Retype all of the listing exactly, passing over any picture you find.

────────────────────────────────────────

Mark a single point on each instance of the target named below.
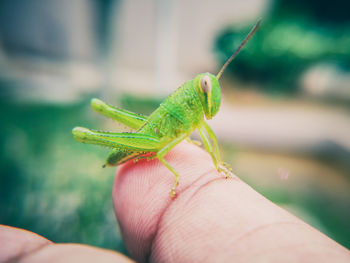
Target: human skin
(212, 219)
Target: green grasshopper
(173, 121)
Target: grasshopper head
(208, 89)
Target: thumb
(211, 220)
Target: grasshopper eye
(206, 84)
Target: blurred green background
(284, 124)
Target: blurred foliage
(293, 37)
(50, 184)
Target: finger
(18, 245)
(212, 219)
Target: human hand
(212, 219)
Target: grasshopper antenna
(250, 34)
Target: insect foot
(172, 193)
(195, 142)
(225, 169)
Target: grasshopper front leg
(219, 165)
(160, 155)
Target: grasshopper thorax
(209, 92)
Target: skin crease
(211, 220)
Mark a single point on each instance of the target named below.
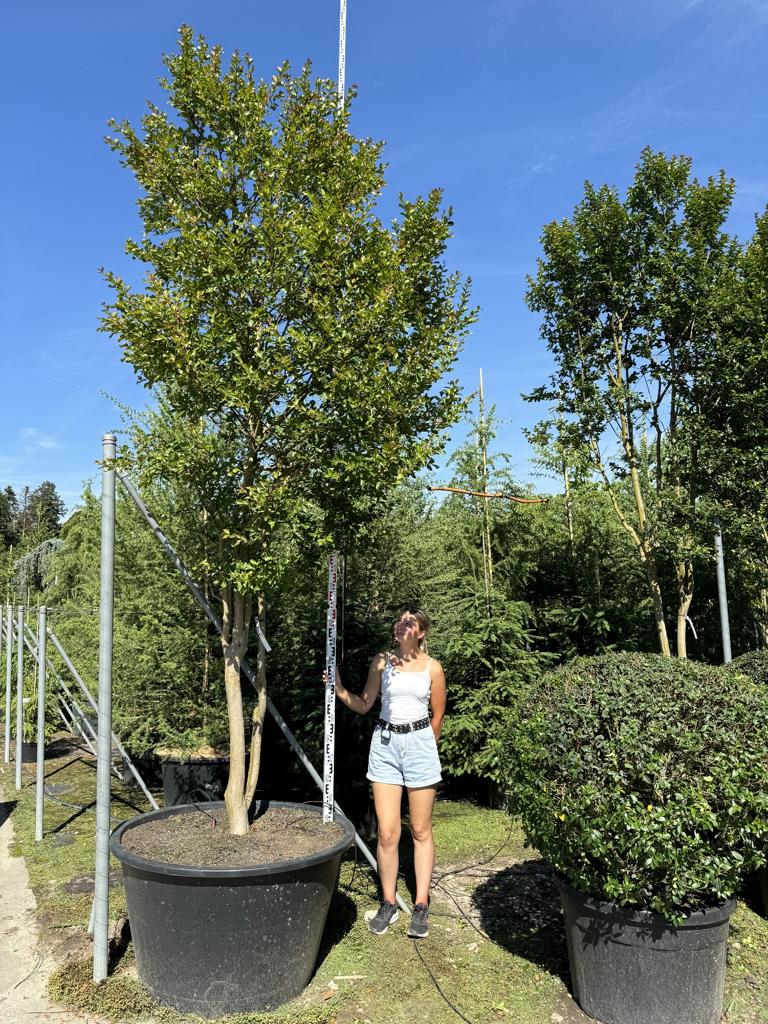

────────────────────────────────────────

# Response below:
Mark a single point on each instance of the target named below.
Target: human skin
(212, 219)
Target: green grasshopper
(173, 121)
Target: grasshopper head
(208, 89)
Target: thumb
(211, 220)
Target: grasshopper eye
(206, 84)
Target: blurred green background
(284, 124)
Target: blurred foliage
(293, 37)
(50, 184)
Target: finger
(18, 245)
(212, 219)
Target: human hand
(212, 219)
Target: grasshopper antenna
(250, 34)
Target: insect foot
(172, 193)
(195, 142)
(225, 169)
Target: grasshopper front leg
(219, 165)
(160, 155)
Target: grasshopper thorax
(209, 92)
Target: skin crease
(211, 220)
Mark a single point on each instance of the target named below.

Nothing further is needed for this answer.